### Texto dado
·····
Con la alternancia presidencial Colombia abrió una ventana de oportunidad social, desactivando movilizaciones en boga en la región, pero a la vez aceleró expectativas de cambio, en medio de la inestabilidad económica mundial.
Consolidar la unidad nacional permitirá contar con un espacio de convivencia política para asegurar reformas y blindar la institucionalidad frente a alternativas de disrupción constitucional, en tanto, un buen pulso para enfrentar los retos inflacionarios abrirá un horizonte con amplias posibilidades.
No obstante ser el peso una de las monedas más devaluadas, las proyecciones económicas ubican al país con un crecimiento anual superior al 6%. Por ello, se anticipa que la transición presidencial tenga un impacto en contenido y estilo, no solo al interior sino en el orden regional, como quedó claro con el discurso de posesión.
Se impone no desconocer lo que acontece en el mundo luego de la pandemia. Meter la cabeza en la tierra no conviene, pues la historia está transitando a nuevas realidades y desafíos globales, en los que Colombia está llamada a cumplir un renovado papel.
En la invasión a Ucrania parece Rusia tener más opciones de éxito, frente a las perspectivas de Europa, angustiada por las crisis energética e inflacionaria. La violencia en las calles, la situación económica y el desgaste de la imagen presidencial en los Estados Unidos, evidencian debilidades de la potencia que ve la alborada de un mundo multipolar.
Afloran conflictos por Taiwán y se recrudece la violencia entre Israel y Palestina, por lo que la supervivencia de la humanidad depende de no cometer un error, como lo advirtió el Secretario de Naciones Unidas, al referirse al peligro nuclear.
Y aunque en el país prevalece el debate parroquial por la distribución burocrática, es hora de levantar la mirada y alentar una comprensión global e histórica.
·····
### Problema
Por favor, transcribe sin cambios el fragmento del texto dado que va desde "En la invasión" hasta "al peligro nuclear.", ambos incluidos.

### Datos registrados
·····
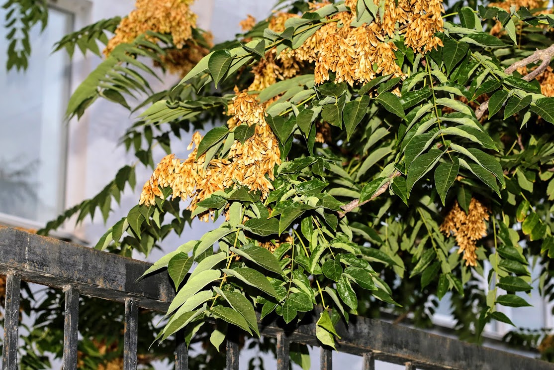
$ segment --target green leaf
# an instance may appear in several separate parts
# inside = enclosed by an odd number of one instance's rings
·····
### Resultado
En la invasión a Ucrania parece Rusia tener más opciones de éxito, frente a las perspectivas de Europa, angustiada por las crisis energética e inflacionaria. La violencia en las calles, la situación económica y el desgaste de la imagen presidencial en los Estados Unidos, evidencian debilidades de la potencia que ve la alborada de un mundo multipolar.
Afloran conflictos por Taiwán y se recrudece la violencia entre Israel y Palestina, por lo que la supervivencia de la humanidad depende de no cometer un error, como lo advirtió el Secretario de Naciones Unidas, al referirse al peligro nuclear.